____ STORED DATA

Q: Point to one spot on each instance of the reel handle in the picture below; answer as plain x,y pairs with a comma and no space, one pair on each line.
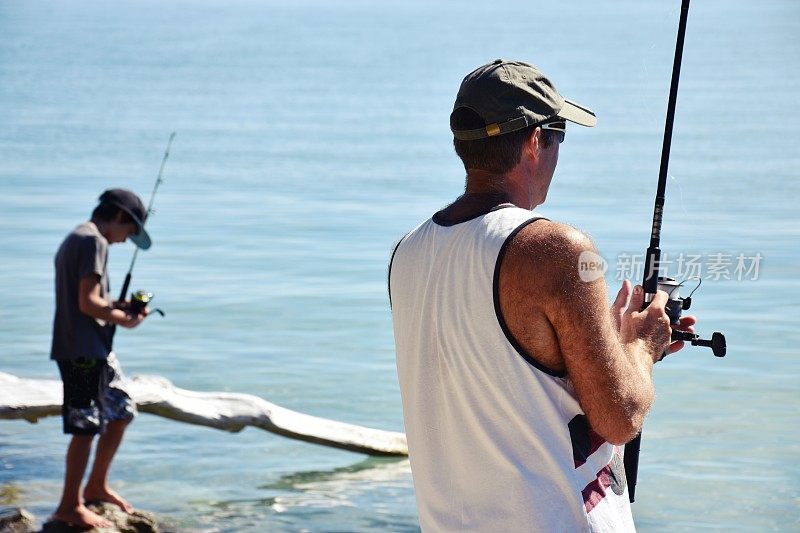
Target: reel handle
716,343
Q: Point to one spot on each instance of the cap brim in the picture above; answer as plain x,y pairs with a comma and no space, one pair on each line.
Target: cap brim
577,114
141,239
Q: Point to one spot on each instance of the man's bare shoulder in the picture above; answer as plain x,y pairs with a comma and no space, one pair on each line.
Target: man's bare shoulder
549,246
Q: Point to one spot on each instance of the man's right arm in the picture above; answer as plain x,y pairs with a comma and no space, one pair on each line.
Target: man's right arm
610,368
90,302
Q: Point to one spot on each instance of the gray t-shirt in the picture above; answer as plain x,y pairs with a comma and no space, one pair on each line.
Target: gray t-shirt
83,253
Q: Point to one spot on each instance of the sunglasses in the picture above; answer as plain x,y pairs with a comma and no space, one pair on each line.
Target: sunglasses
560,127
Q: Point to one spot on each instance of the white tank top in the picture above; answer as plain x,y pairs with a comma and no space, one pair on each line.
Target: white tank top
497,442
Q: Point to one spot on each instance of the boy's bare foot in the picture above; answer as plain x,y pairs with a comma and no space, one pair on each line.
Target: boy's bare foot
106,494
81,516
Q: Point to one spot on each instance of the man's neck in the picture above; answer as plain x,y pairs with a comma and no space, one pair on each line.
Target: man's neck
102,227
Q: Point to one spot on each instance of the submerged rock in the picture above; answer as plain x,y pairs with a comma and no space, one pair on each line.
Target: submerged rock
17,521
21,521
136,522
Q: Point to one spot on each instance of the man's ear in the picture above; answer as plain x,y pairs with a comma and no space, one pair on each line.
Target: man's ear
534,143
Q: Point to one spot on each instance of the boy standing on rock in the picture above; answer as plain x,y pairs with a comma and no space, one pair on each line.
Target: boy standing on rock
95,401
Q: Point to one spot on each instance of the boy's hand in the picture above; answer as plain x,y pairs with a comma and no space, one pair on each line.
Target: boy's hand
127,320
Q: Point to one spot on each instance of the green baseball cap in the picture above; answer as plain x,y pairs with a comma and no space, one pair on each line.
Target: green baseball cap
510,96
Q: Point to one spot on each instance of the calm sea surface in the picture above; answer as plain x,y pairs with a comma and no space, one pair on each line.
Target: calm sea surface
310,136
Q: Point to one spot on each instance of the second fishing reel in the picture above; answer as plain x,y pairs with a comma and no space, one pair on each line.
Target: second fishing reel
675,306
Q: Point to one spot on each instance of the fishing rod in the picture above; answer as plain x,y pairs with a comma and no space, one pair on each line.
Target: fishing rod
141,298
652,280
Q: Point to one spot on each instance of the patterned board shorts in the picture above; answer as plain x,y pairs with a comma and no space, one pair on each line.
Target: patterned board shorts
94,395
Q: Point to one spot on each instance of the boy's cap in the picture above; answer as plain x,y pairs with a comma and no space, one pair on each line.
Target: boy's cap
511,95
131,204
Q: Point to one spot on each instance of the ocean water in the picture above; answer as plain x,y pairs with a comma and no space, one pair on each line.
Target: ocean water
310,136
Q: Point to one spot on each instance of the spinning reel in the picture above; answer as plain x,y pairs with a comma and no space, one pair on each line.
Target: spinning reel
139,301
676,304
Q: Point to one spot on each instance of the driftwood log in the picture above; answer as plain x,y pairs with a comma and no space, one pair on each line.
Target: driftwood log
32,399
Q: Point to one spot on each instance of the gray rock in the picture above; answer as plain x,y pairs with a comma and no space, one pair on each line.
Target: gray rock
17,521
136,522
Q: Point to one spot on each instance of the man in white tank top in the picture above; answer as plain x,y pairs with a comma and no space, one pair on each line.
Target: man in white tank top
519,385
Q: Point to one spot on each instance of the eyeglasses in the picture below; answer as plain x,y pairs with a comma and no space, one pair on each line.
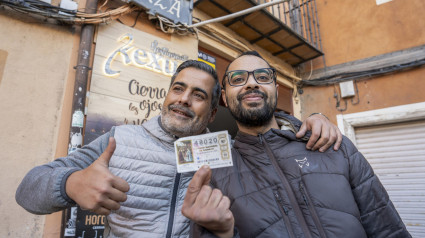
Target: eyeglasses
261,76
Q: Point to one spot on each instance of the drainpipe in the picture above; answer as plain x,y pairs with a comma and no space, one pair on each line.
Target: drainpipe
80,89
80,85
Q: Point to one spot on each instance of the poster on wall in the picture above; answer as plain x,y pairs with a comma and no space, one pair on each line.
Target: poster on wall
131,75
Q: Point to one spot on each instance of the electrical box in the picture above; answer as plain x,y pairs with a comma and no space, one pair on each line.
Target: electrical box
347,89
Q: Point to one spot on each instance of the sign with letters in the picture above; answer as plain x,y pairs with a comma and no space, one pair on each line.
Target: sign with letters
178,11
131,76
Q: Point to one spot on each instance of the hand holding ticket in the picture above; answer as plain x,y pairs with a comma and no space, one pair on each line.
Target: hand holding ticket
212,149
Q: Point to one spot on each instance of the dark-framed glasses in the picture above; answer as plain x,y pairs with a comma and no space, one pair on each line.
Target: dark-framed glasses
261,76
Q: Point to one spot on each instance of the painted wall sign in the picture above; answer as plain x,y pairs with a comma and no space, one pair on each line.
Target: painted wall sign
178,11
157,59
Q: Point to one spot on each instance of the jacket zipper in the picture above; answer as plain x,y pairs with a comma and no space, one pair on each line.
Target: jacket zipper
313,212
287,186
173,205
285,212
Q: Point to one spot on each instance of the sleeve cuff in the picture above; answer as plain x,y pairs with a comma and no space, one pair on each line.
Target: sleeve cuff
63,185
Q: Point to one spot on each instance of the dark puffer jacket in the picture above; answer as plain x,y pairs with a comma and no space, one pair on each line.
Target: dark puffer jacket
277,188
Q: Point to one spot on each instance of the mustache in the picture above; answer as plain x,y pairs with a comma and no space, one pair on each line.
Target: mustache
255,91
183,109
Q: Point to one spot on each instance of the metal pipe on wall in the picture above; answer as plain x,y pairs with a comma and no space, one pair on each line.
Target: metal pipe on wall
80,89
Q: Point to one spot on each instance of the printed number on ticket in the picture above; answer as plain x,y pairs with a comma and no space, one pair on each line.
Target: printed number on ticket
212,149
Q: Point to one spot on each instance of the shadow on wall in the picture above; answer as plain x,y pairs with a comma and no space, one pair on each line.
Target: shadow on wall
224,121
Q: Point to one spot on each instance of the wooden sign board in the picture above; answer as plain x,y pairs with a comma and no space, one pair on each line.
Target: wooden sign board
131,76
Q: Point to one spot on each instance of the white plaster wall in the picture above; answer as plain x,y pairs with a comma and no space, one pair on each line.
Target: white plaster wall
31,97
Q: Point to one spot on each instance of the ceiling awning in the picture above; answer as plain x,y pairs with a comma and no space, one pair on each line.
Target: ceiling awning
268,28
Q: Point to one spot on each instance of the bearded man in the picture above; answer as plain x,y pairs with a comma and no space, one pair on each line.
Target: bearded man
129,173
278,188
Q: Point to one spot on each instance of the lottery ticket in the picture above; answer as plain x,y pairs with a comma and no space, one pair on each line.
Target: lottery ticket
211,149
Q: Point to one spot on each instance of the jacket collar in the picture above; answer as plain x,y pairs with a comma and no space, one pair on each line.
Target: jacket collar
155,129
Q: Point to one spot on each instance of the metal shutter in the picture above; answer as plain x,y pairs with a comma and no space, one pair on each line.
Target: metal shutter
397,155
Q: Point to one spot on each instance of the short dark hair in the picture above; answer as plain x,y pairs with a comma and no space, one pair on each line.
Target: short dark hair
252,53
207,69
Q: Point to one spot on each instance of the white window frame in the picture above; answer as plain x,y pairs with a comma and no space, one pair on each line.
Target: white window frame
408,112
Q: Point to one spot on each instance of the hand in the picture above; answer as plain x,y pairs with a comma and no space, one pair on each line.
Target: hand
323,133
208,207
95,188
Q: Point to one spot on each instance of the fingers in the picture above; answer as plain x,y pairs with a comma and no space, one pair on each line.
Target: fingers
302,131
339,139
117,195
120,184
315,134
105,157
201,177
215,198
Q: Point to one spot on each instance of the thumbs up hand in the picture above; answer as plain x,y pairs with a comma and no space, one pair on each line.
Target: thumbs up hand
95,188
208,207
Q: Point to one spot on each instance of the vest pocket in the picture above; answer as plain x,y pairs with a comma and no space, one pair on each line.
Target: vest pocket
308,202
285,212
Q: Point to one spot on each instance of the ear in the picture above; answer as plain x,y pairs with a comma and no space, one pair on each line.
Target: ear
223,95
277,91
212,116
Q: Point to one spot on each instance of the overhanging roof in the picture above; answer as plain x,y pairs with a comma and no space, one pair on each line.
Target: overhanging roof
262,28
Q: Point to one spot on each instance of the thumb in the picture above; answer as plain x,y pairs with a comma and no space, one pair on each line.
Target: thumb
202,177
105,157
302,131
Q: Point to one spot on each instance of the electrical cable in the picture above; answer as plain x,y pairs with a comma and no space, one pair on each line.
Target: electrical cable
347,76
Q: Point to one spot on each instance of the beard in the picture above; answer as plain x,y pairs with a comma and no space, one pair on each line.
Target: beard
252,116
187,127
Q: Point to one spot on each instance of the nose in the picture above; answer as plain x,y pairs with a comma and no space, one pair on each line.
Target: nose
185,98
251,83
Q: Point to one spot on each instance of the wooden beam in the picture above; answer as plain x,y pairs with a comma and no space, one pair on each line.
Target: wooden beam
217,37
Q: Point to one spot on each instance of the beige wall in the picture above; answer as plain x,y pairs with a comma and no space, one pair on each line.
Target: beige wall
37,66
381,92
354,30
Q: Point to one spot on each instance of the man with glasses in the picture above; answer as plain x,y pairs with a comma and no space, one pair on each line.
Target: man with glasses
277,188
129,173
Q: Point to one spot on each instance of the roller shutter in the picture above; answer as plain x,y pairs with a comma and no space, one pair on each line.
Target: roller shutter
397,155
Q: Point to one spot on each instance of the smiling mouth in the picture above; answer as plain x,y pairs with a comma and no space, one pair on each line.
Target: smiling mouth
253,97
180,113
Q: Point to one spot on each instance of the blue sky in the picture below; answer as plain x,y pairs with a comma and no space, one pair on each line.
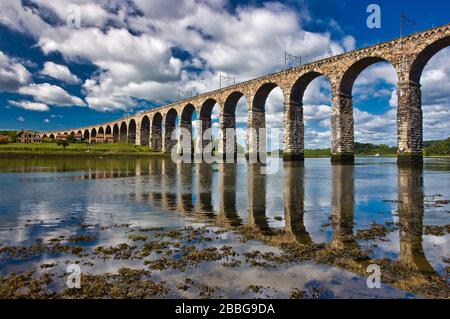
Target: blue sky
129,56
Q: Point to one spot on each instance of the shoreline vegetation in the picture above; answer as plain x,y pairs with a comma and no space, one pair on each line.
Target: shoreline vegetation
8,147
123,149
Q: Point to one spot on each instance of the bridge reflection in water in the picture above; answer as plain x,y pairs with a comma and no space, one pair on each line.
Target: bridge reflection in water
209,193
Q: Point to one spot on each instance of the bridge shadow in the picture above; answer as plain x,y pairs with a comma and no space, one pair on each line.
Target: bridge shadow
190,190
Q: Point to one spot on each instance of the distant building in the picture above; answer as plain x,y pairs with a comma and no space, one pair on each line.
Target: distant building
28,137
61,137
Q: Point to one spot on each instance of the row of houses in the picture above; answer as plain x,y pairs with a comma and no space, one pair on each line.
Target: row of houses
35,137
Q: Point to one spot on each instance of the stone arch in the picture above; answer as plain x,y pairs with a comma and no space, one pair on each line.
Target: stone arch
101,134
351,74
205,124
156,132
342,123
410,114
86,136
93,135
425,56
256,123
132,132
186,123
301,84
170,120
293,122
231,101
108,135
116,133
145,131
123,133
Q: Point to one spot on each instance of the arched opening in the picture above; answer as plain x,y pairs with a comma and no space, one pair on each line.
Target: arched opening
108,135
235,115
210,126
188,116
156,133
308,107
93,135
316,103
123,133
145,131
86,136
364,103
170,126
101,135
116,133
132,132
431,71
268,97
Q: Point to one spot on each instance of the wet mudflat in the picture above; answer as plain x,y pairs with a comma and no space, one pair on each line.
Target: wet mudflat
150,228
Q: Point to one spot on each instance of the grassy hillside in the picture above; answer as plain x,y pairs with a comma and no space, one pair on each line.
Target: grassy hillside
75,148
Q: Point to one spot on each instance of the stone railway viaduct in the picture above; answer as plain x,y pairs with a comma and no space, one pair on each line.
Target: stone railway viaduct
408,56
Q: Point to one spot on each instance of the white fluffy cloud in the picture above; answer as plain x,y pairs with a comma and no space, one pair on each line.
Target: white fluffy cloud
59,72
12,73
51,94
135,58
30,106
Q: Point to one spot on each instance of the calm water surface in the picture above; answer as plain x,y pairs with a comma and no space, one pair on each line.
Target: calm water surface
314,203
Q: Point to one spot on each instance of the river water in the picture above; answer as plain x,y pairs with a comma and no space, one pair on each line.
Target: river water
338,220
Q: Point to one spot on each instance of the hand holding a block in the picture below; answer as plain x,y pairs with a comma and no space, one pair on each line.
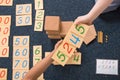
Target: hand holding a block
85,19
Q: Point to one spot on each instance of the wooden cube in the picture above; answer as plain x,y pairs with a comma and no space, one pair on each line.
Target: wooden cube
52,23
80,29
73,39
23,9
65,26
75,59
91,35
60,57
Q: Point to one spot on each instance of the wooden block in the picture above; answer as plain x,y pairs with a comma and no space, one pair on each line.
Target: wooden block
67,48
73,39
20,63
38,4
52,33
39,15
90,36
4,40
54,62
6,2
41,77
75,59
23,9
80,29
60,57
36,60
54,36
5,20
4,30
100,37
21,40
21,52
38,26
4,51
19,74
3,74
65,26
37,51
24,20
52,23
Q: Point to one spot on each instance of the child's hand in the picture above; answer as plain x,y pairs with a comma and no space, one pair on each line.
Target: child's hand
57,45
85,19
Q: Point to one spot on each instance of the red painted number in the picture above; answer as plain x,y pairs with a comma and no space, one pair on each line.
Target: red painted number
4,40
4,52
2,73
66,46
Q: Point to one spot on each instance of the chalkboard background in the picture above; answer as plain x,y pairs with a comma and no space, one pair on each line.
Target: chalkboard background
69,10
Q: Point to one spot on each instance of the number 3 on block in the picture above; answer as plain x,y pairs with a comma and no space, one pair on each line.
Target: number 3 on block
60,57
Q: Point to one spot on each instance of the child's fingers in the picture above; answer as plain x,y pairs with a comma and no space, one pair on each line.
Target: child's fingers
58,43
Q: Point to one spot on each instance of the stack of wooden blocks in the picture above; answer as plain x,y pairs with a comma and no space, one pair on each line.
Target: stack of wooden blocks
55,29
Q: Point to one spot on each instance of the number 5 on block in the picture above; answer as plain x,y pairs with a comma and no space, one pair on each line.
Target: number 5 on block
60,57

________

From the "the wooden block" line to the close of the listing, restate each line word for word.

FINAL ANSWER >>
Q: Point to one spot on each instance of the wooden block in the picture above; answer as plain x,y pairs with a comma and no space, one pair on each line.
Target: wooden block
67,48
73,39
20,63
38,4
52,33
39,15
90,36
4,40
54,62
6,2
41,77
75,59
23,9
80,29
60,57
36,60
54,36
5,20
4,30
100,37
21,40
21,52
38,26
4,51
19,74
3,74
65,26
37,51
24,20
52,23
Q: Point to one spot on each instance of the child's hand in the picture above; answer as plain x,y pairs with a comma and no space, one pair on each line.
Target: child's hand
57,45
85,19
Q: Point to one spot on each instance of the red painted number in the picture above; answer as plain x,y pairs with a comma and no space, one pair on each line.
Target: red painted number
4,40
4,52
2,73
66,46
Q: Point to one spot on each instance of the chalkboard background in the picture above; answer as plain x,y pairs with a comma and no space, one pair on each line.
Target: chalkboard background
69,10
Q: Point to one spot on each instance of the number 3 on block in the picture above; answer as plain x,y pairs with a comma and no space, one pair on each line.
Target: number 3 on block
60,57
Q: Point to one spot on each instance of the child's fingers in the picture above; answer as plain x,y pairs with a comma and no space, one pair on each line.
Target: child's fingers
58,43
Q: Point to one spot on each instance of the stack of wooden blocks in the picture above; answer as plain x,y pairs with a comma and no space, one pair on each line.
Target: stack of wooden blocks
55,29
Q: Point to one spot on each instance of the number 5 on block in the picture above; answer as plain x,y pairs with a comma and no space, one pair on each line.
Target: number 5 on block
60,57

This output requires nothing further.